START Provided passage
On the other hand, syntax-oriented query builders are harder to use. As they directly represent the SQL grammar, they inherit all of its deficiencies. In particular, the rigid clause order makes it difficult to assemble complex data processing pipelines, especially when the arrangement of pipeline nodes is not predetermined.

A data-oriented query builder directly represents data processing nodes, which makes assembling data processing pipelines much more straightforward—as long as we can find the necessary nodes among those offered by the builder. But where does the builder get its collection of data processing nodes? And how can we tell if this collection is complete?
END Provided passage
*Work task A*:
Answer these three questions using the passage on query builders, one line per answer:
(i) What do syntax-oriented query builders inherit from the SQL grammar?
(ii) Which feature of the SQL grammar makes complex data processing pipelines difficult to assemble?
(iii) What does a data-oriented query builder directly represent?
*Work task B*: Summarize the passage on query builders in two sentences.
START Dataset excerpts
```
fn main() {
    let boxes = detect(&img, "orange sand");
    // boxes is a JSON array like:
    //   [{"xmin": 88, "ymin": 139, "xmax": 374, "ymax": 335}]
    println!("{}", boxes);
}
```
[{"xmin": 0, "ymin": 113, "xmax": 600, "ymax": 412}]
END Dataset excerpts
*Result A*:
(i) All of its deficiencies.
(ii) The rigid clause order.
(iii) Data processing nodes.

*Result B*: Syntax-oriented query builders are harder to use: since they directly represent the SQL grammar, they inherit all its deficiencies, and its rigid clause order makes complex data processing pipelines difficult to assemble. Data-oriented query builders directly represent data processing nodes, which makes assembling pipelines much more straightforward as long as the builder offers the needed nodes, and this raises the questions of where that collection of nodes comes from and how to tell whether it is complete.